===== Records =====

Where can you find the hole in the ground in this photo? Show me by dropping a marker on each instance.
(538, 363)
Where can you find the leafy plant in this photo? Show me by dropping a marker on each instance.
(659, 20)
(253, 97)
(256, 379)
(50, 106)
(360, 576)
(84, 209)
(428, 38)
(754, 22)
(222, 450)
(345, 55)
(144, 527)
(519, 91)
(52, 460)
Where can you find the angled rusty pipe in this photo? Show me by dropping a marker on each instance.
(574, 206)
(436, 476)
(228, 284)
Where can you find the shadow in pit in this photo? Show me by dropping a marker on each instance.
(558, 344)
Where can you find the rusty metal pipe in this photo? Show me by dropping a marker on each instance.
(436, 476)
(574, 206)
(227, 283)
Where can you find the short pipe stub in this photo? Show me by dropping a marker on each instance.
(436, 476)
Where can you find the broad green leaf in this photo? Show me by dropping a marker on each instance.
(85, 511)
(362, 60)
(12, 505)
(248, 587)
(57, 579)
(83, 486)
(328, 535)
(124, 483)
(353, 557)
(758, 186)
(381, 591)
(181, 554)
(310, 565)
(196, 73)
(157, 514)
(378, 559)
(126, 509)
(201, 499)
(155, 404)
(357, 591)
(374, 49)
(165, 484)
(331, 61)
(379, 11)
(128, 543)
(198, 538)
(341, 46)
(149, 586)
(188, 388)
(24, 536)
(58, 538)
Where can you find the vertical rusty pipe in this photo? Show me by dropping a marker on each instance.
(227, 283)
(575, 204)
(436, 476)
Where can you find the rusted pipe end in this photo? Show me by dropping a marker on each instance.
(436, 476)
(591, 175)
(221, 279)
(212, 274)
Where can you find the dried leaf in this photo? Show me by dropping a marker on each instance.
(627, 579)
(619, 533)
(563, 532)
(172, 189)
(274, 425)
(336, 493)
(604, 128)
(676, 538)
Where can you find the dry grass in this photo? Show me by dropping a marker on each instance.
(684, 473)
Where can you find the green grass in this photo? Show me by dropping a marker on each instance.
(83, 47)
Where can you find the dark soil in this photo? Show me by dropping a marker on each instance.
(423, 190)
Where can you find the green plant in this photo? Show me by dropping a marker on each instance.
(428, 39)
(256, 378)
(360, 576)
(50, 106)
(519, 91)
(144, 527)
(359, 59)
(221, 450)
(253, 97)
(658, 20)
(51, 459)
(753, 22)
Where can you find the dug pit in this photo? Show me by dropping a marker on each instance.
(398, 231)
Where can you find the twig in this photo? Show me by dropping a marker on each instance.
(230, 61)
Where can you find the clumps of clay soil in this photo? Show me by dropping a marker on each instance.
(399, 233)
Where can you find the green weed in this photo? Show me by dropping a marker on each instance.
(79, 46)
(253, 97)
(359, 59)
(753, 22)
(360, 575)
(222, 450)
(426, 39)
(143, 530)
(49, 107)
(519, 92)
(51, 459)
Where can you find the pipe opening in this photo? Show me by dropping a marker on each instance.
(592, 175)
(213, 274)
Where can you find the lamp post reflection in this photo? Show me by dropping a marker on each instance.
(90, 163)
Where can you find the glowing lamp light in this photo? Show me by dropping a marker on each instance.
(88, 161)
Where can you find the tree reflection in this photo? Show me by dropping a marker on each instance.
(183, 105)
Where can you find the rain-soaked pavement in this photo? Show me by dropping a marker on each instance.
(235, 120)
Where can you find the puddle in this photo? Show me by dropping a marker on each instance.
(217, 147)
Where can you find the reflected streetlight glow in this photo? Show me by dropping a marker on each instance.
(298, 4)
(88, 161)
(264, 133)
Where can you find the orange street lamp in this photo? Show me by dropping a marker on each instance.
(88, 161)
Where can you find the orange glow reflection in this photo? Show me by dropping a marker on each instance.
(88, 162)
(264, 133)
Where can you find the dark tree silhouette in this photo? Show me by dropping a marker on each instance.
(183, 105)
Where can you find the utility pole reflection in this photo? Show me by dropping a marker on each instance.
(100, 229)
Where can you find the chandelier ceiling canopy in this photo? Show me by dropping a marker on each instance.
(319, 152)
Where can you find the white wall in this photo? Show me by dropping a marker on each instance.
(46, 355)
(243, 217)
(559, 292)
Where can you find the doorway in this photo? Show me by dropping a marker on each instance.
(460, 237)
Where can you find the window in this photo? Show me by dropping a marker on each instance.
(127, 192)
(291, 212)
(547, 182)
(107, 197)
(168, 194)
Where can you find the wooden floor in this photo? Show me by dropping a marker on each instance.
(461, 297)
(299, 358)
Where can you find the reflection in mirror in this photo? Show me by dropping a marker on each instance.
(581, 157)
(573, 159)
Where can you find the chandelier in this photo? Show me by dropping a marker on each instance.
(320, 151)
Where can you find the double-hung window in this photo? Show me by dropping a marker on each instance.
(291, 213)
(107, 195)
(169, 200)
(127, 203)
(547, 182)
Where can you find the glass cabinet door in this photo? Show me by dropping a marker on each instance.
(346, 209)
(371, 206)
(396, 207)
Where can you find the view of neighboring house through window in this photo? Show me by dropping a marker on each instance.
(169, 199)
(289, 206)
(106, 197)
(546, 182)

=====

Required action:
Set down the data in full, word for word.

Solution for this problem:
Where can you find the hole in the ground in this photo? Show me by dropping a marker on each instance.
(538, 363)
Where can you find the leafy plant in this photo? Show me by dropping a marker on each instance.
(659, 20)
(253, 97)
(256, 379)
(50, 106)
(360, 576)
(84, 209)
(428, 38)
(754, 22)
(222, 450)
(345, 55)
(144, 527)
(519, 91)
(52, 460)
Where can you find the angled rusty pipe in this photo? Show me by dropping a marker on each instance.
(574, 206)
(436, 476)
(228, 284)
Where can you find the shadow in pit in this photo? Show me by dropping a marker on each instance.
(558, 344)
Where can you find the rusty metal pipe in this photo? Show me by dropping a marker on each instance.
(436, 476)
(574, 206)
(227, 283)
Where can you find the short pipe stub in this photo? Show me by dropping a marker on each instance.
(436, 476)
Where can you find the broad green leaf in this photo? Show me by dropping a marker on each instance.
(85, 511)
(362, 60)
(12, 505)
(248, 587)
(57, 579)
(83, 486)
(328, 535)
(124, 483)
(353, 557)
(758, 186)
(381, 591)
(181, 554)
(310, 565)
(196, 73)
(157, 514)
(378, 559)
(126, 509)
(201, 499)
(155, 404)
(357, 591)
(374, 49)
(165, 484)
(331, 61)
(379, 11)
(128, 543)
(198, 538)
(341, 46)
(149, 586)
(188, 388)
(24, 536)
(58, 538)
Where can you find the vertical rusty pipe in this photo? Show me by dropping a marker on each instance.
(227, 283)
(575, 204)
(436, 476)
Where can you find the rusted pipe end in this photo? Show me by dropping a marker on each instance.
(436, 476)
(591, 175)
(221, 279)
(212, 274)
Where can you find the dried leaf in this photo? Show me by dropping a marker on each instance.
(627, 579)
(619, 533)
(563, 532)
(172, 189)
(274, 425)
(336, 493)
(604, 128)
(676, 538)
Where can you find the dry grass in this photo? Show me by dropping a marker on each instance.
(684, 473)
Where can you find the green grass in this photo? Show me by dropping a marker on each instance.
(83, 47)
Where can you find the dark soil in this photo? Show me by dropping a marker on each instance.
(423, 190)
Where can you find the green plant in this photo? Show me by dropping a marker on each instance.
(428, 39)
(256, 378)
(360, 576)
(50, 106)
(519, 91)
(144, 527)
(359, 59)
(221, 450)
(253, 97)
(658, 20)
(51, 459)
(753, 22)
Where can you find the dug pit in this photo? Show me by dropping a marker on each instance.
(398, 231)
Where can you find the twig in this photo? Show me by dropping a marker on each instance.
(230, 61)
Where can you find the clumps of clay soil in this photo? Show me by dropping a marker on each instance.
(399, 233)
Where can you find the green weed in this photo? Show me by dropping a marker on each instance.
(79, 46)
(253, 97)
(359, 59)
(753, 22)
(360, 575)
(222, 450)
(426, 39)
(143, 530)
(49, 107)
(519, 92)
(51, 459)
Where can you find the pipe opening in this photo? Show me by dropping a marker on each instance.
(592, 175)
(213, 274)
Where can you find the lamp post reflection in this photo? Show me by dropping a marker on each instance.
(90, 163)
Where can you find the glowing lamp light in this photo? Show me by dropping a marker on each instance.
(88, 161)
Where can you find the tree reflection in this photo? Show me by dropping a marker on each instance.
(183, 105)
Where can you find the rain-soaked pavement in this photo? Show me by dropping a marker on each instance.
(235, 120)
Where can you find the puddle in this photo? Show me by dropping a marker on each instance.
(217, 147)
Where can you find the reflected streetlight glow in this photo? Show me by dropping a marker on each instance.
(298, 4)
(88, 161)
(264, 133)
Where can you find the orange street lamp in this photo? Show me by dropping a marker on each instance.
(88, 161)
Where can you find the orange glow reflection in this photo? Show me by dropping a marker on each instance.
(88, 162)
(264, 133)
Where can you find the dark tree silhouette in this photo? Show me by dropping a marker on each instance.
(183, 105)
Where can you find the utility pole reflection in this photo? Show me by dropping a marker on each instance.
(100, 229)
Where can you find the chandelier ceiling canopy in this photo? Show me by dropping a marker on each instance.
(319, 152)
Where can you find the white wall in this photo? Show me by dropping a marker on each instance.
(46, 355)
(243, 217)
(559, 292)
Where can you find the doorway in this photo? Show me by dropping a marker on each instance.
(460, 237)
Where can you find the window in this photo? Show me by dropping a marker on each instance.
(127, 192)
(291, 212)
(547, 182)
(107, 197)
(168, 194)
Where can you find the wooden floor in this photo? Show me by dropping a marker on each instance.
(461, 297)
(299, 358)
Where can you find the reflection in mirror in this photo? Show me by dropping a marker on each instance.
(581, 157)
(573, 159)
Where can you find the chandelier in this photo? Show me by dropping a marker on each instance.
(320, 151)
Where can you find the double-hung window in this photo? Show me by dropping a marker on each instance.
(291, 213)
(107, 195)
(169, 200)
(127, 203)
(547, 182)
Where can you find the glass cabinet door in this photo? Show me by dropping a marker on each instance.
(346, 209)
(371, 206)
(396, 207)
Where can you find the view of neighboring house through window in this photo? Show me by dropping a marker on each instance.
(169, 199)
(289, 206)
(106, 197)
(546, 182)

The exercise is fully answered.